Copy exactly the lines from the one containing "Keypoint placement rule: for each instance of the garage" through the last line of the records below, including both, and leave out any pictures.

— START Material for this task —

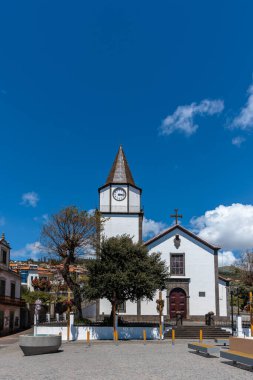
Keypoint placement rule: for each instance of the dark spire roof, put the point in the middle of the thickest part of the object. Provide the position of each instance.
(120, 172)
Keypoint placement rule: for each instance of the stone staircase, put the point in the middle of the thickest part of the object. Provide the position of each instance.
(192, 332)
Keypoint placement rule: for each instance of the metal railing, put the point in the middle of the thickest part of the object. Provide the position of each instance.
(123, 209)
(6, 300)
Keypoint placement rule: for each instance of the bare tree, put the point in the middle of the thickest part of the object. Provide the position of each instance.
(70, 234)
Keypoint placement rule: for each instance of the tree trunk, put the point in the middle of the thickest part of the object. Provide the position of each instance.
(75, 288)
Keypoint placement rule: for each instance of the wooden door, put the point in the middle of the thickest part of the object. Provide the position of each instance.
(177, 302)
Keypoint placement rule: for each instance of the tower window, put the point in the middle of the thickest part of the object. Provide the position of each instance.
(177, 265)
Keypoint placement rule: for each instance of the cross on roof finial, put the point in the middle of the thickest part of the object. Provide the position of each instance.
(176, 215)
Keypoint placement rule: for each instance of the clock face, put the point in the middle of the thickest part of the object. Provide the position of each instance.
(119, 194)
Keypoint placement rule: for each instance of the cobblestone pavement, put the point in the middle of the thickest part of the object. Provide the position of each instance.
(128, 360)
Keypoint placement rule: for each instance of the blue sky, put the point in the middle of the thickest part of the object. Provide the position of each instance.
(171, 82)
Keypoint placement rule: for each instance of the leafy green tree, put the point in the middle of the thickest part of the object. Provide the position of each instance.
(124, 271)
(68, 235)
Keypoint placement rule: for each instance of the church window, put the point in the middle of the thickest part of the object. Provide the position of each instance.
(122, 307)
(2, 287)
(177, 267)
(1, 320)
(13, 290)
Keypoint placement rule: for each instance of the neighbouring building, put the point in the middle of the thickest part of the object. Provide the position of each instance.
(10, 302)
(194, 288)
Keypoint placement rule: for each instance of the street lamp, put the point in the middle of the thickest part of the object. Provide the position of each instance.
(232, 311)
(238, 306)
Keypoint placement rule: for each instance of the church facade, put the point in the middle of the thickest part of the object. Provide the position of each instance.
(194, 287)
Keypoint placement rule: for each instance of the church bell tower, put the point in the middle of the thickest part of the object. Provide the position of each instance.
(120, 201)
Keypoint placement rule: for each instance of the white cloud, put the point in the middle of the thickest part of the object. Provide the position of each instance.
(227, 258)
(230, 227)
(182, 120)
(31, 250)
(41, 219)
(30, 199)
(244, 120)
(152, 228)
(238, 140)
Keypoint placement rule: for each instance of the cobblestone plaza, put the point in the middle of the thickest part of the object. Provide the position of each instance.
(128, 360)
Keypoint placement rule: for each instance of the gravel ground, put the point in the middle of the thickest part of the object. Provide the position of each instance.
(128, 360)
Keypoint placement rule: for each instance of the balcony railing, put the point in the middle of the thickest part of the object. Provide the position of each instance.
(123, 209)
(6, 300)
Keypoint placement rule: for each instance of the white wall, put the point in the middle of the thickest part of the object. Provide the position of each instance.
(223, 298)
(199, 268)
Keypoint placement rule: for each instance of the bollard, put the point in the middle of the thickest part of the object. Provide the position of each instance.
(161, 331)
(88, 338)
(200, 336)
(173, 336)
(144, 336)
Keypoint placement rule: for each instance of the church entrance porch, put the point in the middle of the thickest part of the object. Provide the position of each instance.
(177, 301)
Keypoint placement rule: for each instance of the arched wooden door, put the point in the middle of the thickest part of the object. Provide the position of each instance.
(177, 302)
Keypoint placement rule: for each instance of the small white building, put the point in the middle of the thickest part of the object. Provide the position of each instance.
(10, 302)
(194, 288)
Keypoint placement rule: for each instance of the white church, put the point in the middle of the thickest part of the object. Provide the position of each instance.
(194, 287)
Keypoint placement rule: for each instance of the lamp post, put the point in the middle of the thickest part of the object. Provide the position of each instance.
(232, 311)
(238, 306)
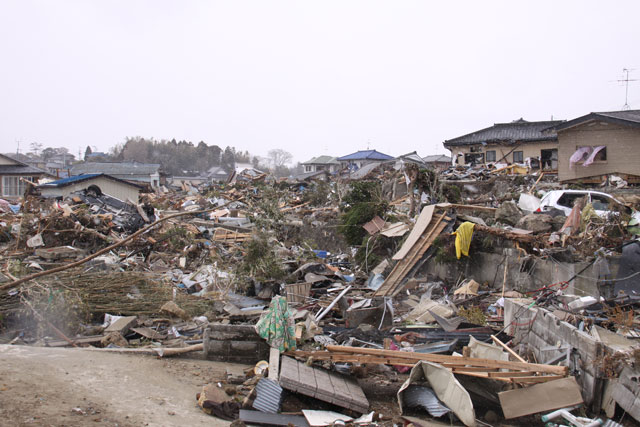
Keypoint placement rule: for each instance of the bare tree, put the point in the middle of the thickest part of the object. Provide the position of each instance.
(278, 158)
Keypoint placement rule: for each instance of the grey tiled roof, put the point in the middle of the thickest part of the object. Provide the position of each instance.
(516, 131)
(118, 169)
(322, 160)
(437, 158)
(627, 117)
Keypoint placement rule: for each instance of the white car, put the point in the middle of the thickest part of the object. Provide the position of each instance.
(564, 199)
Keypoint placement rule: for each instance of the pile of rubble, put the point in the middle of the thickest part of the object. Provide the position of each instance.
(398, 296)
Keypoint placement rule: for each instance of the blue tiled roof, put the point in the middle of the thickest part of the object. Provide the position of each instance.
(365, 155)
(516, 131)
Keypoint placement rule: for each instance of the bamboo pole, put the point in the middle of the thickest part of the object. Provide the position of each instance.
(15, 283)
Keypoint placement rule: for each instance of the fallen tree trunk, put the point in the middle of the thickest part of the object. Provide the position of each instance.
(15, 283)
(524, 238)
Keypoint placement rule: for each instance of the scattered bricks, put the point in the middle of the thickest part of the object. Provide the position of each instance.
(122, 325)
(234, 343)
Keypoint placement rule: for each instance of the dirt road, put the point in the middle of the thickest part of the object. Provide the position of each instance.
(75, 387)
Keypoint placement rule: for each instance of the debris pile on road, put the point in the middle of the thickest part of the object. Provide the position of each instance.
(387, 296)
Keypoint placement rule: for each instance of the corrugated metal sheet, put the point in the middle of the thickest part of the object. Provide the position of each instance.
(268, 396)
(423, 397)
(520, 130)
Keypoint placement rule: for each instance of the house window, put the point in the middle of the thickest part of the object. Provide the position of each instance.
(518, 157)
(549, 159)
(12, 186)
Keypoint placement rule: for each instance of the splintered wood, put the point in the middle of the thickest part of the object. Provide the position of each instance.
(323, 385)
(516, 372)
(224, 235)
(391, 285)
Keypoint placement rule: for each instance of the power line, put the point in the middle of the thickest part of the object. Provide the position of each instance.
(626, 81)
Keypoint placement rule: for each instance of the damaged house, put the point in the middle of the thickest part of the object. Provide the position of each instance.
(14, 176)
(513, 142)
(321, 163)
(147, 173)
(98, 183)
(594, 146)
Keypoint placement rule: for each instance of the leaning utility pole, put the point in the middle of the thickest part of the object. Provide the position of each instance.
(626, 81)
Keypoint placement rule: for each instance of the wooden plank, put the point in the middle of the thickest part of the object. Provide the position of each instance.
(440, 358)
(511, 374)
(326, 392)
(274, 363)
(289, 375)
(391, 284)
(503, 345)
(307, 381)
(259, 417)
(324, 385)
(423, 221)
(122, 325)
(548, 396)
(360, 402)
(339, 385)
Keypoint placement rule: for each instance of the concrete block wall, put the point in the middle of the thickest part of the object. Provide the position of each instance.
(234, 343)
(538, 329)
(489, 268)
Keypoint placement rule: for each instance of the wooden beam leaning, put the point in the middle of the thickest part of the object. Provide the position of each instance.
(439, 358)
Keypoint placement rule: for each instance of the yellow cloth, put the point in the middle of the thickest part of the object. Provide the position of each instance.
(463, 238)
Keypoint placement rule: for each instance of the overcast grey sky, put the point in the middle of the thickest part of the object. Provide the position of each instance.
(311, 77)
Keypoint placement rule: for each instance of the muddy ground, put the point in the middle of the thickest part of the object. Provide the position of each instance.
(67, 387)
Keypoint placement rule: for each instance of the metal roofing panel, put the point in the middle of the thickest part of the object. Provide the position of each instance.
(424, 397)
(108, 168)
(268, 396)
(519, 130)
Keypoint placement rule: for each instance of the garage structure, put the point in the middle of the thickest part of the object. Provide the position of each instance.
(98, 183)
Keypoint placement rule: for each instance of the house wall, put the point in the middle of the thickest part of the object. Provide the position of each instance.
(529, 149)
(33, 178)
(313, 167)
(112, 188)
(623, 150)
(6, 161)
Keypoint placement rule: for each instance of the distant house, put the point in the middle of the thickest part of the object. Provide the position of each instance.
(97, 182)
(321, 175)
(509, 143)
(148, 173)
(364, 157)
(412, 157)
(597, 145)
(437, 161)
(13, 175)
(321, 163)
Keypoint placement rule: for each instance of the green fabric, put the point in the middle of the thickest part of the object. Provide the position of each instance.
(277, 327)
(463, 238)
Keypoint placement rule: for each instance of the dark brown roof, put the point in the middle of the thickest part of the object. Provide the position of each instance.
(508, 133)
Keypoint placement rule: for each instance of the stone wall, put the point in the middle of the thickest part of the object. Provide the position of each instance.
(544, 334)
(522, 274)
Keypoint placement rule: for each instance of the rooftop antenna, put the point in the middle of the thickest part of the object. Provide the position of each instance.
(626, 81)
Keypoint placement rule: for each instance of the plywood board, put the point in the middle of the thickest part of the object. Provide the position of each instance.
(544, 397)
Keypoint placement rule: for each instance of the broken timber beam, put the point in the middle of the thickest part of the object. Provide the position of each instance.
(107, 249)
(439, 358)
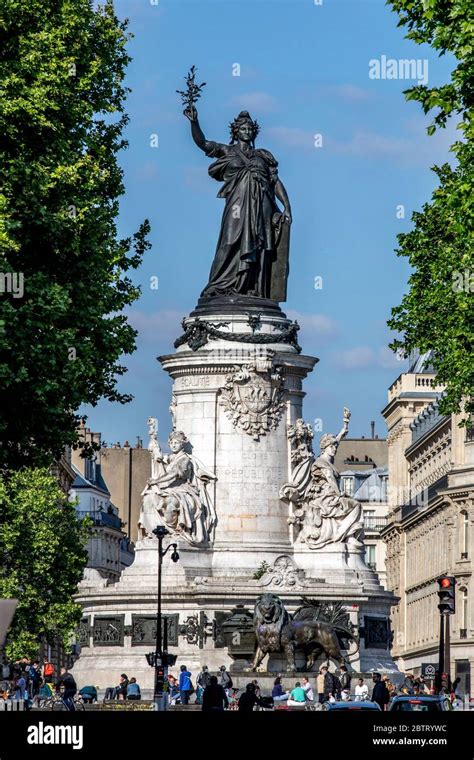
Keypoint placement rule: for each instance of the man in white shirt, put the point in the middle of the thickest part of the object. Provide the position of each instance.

— END Material for this task —

• _Full response_
Keypoint placement rule: for each instance of the garage structure, put the point in the middle of the thickest part of the object. Provide the position of each instance.
(98, 183)
Keypoint placement rule: for each instance of the house wall, put the point in the middle of the thickest part of the object. Provide the position of each instance.
(529, 149)
(33, 178)
(313, 167)
(112, 188)
(623, 150)
(6, 161)
Keypoint placement rule: for each instance of the distant house, put the point in the middle of the thickest part of the object. Provide the position of each instance.
(97, 182)
(321, 175)
(509, 143)
(148, 173)
(364, 157)
(412, 157)
(597, 145)
(437, 161)
(13, 175)
(321, 163)
Keypoint placement rule: for each instance of the green fabric, put the point in the middle of the thickest part of the object. Provide the position of each instance.
(277, 327)
(463, 238)
Keypoint placement rule: for each instance of the dark brown roof, put the point in the middle of the thickest part of the object. Provide the position of each instance.
(508, 133)
Keypoint placement rule: for each instance of the stone wall, put the point in the middle of the thickest part of the object. Provide the position of each instance.
(544, 334)
(522, 274)
Keypoint placement rule: for each instance of the rooftop antenna, put the point in the middle of the thickest part of the object. Provide the position of each instance.
(626, 81)
Keypoint placement rule: for each instance of the plywood board, put the point in the middle of the thickest part of the object. Provide the position of each instance.
(544, 397)
Keypoint placement rule: for each instance of the broken timber beam, put the point in the middle of the thickest part of the object. Provide the position of each instance.
(107, 249)
(439, 358)
Keypoint placement rule: for each instance of the man in white shirt, put the point in the middle of the thickest part of the object. Provide the position of each instance.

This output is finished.